# GIVEN PASSAGE:
***
Agentforce Pricing Changes (Again)
Let me say right from the start that I think Salesforce should be commended for this change - they've listened to their customers, heard that pricing is difficult to understand and have changed it. This won't be entirely altruistic, as confusion around pricing was no doubt impacting Sales and adoption, and I’m sure some of the 1,000 new AEs pushing Agentforce fed that back, but let's take the charitable view.
Flex pricing is tied to the Agent taking actions - the more it does, the more you pay. You can buy 100,000 Flex credits for $500, working out to a snip at the price of half of one cent per credit. You don’t spend credits individually though, each standard or custom action consumes 20 Flex credits and costs you $0.10 - much better than $2, especially if the Agent can’t do much to help.
***
# ENTRIES SUPPLIED:
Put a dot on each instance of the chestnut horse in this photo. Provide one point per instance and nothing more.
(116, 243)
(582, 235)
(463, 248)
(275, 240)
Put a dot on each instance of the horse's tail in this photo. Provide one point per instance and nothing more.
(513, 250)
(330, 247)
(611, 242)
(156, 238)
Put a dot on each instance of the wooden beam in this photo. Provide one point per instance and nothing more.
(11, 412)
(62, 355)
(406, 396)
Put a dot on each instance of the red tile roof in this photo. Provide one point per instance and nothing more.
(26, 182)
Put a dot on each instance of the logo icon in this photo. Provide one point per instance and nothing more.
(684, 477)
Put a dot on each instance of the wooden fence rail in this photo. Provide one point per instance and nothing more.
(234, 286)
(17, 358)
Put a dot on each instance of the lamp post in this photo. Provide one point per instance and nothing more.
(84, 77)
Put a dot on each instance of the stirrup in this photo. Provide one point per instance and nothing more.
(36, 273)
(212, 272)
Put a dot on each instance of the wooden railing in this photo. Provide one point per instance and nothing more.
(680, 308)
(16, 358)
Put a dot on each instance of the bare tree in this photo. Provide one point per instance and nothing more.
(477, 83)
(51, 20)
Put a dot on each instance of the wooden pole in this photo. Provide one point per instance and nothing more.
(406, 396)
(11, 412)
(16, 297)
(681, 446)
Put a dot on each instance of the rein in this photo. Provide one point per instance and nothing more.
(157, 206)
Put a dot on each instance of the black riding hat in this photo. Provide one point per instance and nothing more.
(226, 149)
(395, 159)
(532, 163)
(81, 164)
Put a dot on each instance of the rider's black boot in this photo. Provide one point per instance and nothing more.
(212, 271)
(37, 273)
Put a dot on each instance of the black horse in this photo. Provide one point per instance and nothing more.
***
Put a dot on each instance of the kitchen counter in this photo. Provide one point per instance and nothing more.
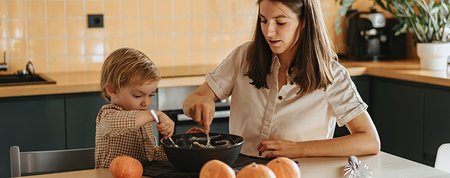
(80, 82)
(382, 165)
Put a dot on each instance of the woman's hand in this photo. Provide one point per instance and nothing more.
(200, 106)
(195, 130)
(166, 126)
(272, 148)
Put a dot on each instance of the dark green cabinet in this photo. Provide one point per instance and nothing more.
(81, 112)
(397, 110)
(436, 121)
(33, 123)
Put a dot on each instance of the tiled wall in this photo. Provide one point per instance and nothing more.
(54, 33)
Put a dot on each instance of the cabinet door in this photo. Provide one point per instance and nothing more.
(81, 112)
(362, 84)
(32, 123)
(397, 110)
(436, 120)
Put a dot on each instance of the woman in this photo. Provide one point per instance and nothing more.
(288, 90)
***
# TASK BRIEF:
Extend the piece on Agentforce pricing changes, picking up after its last sentence about the $0.10 cost per action.

# OUTPUT:
This approach does seem more aligned to outcomes - if the Agent is executing actions then that sounds like it’s doing valuable work. That may not always be the case though - for example,
They've also left the existing conversation-based pricing model in place for customers who felt it worked for them (all three of them!), which is another good move. You can’t mix and match conversation and Flex pricing though, and if you were thinking that might be the way forward I’d suggest it’s time to have a word with yourself.
The action-based nature of the new charging model makes a lot of sense to me, and the granularity that one action equals 20 credits adds much needed clarity compared to the old model of packaging credits into conversations that hardly anyone seemed to understand. Of course it's never that simple, as the concept of an action is based on 10,000 LLM tokens so it's possible to incur a cost multiplier on a single action if using large prompts or sending significant amounts of data to the LLM. Send 10,001 tokens and you’ll get charged for 2 actions (or $0.20), 20,001 you’ll get charged for 3 ($0.30) and so on. It feels like one of the jobs AI won’t take is tuning requests so they consume an exact multiple of 10,000 tokens and give the best return on investment. A key takeaway here is to make sure you understand what the prompts actually look like in production with real data - we've all encountered more data than expected in the past, but now instead of a limits breach we'll get a bill!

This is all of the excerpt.